The request - Rescale the lines from the one containing "point: the man in grey suit in this photo" through the last line, inclusive. Copy them in full with the requests unchanged, but multiply every coordinate in the answers by 2.25 and round to the nearest whole number, with halves rounded up.

Records provided -
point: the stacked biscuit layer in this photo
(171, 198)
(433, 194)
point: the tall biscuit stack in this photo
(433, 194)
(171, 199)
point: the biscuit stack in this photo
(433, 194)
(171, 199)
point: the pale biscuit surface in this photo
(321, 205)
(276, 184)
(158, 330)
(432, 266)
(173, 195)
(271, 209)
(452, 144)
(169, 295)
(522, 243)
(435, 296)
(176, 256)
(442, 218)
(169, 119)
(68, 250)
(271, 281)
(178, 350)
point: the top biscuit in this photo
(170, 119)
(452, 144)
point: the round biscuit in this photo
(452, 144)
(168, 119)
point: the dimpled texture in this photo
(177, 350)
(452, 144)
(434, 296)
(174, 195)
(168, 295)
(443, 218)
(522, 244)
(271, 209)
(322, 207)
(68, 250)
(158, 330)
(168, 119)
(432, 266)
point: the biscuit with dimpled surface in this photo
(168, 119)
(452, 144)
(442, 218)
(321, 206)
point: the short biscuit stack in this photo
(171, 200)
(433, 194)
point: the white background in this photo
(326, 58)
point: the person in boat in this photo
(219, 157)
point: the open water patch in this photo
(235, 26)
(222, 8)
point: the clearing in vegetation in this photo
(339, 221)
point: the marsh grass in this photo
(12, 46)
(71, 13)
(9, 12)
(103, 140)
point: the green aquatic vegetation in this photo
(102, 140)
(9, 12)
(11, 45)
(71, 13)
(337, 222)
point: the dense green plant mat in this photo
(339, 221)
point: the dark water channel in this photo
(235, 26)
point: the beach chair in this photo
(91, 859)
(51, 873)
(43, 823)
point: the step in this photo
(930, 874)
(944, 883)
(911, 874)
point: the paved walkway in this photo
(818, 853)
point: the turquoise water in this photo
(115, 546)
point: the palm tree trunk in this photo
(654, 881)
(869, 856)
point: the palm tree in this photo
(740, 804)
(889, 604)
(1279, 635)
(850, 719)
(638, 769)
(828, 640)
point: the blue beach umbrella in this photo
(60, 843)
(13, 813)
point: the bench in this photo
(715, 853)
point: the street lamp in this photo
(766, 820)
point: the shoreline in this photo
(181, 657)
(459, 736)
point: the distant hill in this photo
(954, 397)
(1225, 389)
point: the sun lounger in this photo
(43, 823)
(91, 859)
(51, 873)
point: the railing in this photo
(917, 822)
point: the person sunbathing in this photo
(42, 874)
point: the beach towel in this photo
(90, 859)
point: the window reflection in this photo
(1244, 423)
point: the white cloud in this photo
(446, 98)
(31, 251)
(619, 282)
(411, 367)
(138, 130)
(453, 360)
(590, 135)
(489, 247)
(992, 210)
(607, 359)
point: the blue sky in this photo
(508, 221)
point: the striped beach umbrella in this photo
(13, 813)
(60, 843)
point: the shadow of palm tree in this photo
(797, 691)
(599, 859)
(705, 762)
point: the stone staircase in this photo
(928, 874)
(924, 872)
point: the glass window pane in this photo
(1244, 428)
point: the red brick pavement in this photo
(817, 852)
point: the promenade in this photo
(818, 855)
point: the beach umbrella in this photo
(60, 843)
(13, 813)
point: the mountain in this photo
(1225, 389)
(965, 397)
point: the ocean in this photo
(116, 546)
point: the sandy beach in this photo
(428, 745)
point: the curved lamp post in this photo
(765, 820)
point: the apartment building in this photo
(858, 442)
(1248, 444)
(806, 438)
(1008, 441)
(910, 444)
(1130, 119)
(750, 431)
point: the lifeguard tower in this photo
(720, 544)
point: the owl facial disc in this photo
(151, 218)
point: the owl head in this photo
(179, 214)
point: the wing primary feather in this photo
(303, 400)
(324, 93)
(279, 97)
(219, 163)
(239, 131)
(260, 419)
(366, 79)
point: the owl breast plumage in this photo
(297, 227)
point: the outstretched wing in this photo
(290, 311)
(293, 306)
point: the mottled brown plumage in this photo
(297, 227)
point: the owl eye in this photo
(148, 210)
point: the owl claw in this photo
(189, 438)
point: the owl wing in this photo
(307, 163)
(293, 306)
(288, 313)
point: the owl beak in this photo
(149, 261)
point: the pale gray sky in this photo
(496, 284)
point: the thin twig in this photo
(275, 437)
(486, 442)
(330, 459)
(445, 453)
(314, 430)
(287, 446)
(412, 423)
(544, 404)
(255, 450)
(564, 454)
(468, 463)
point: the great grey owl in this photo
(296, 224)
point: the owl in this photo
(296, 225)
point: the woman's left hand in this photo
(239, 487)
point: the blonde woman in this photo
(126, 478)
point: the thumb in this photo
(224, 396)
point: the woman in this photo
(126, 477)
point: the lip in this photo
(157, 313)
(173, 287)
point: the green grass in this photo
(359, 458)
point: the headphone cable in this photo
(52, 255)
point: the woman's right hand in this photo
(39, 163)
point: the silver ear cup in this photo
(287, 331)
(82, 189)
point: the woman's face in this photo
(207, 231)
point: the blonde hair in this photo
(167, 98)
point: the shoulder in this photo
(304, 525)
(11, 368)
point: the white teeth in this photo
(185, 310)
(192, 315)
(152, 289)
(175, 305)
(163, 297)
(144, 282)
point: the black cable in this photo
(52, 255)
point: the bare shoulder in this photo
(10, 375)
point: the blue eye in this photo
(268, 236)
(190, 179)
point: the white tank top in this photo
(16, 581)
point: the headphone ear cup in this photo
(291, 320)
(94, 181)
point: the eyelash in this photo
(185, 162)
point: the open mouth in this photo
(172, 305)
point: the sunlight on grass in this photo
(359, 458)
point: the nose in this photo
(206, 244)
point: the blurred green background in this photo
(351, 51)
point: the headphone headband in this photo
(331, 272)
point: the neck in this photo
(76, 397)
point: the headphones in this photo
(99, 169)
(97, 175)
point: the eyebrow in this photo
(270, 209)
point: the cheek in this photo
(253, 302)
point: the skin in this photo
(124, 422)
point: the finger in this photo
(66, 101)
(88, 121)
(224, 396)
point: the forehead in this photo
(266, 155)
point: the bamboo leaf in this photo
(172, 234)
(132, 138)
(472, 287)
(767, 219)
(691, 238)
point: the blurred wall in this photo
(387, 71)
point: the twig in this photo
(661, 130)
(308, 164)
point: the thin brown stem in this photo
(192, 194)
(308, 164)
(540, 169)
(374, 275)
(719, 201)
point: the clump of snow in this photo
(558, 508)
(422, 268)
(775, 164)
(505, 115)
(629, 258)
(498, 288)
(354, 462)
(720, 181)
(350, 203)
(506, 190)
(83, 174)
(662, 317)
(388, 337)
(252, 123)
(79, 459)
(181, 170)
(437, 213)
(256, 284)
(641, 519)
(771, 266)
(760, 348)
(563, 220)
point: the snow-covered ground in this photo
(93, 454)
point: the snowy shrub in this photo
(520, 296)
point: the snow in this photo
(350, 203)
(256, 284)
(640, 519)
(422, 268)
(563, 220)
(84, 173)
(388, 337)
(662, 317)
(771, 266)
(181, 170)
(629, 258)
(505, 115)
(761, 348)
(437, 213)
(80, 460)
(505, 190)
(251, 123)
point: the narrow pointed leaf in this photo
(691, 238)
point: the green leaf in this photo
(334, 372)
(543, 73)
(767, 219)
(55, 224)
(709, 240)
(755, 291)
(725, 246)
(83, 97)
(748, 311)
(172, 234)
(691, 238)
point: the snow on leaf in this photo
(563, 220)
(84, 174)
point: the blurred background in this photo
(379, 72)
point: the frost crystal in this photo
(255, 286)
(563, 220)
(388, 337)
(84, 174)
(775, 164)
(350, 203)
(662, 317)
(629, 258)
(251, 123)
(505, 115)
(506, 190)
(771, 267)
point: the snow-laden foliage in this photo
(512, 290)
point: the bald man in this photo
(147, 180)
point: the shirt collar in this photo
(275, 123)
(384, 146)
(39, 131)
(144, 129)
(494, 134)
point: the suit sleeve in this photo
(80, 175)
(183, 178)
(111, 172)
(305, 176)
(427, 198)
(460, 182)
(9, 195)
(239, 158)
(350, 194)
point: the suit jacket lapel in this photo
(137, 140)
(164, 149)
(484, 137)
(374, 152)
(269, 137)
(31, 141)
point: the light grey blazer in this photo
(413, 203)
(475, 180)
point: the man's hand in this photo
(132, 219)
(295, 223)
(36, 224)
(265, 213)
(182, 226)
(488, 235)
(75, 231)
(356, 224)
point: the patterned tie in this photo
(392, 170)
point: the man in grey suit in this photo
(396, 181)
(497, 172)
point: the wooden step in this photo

Output -
point: the man in grey suit in this photo
(891, 407)
(1118, 387)
point: the wooden step in this photo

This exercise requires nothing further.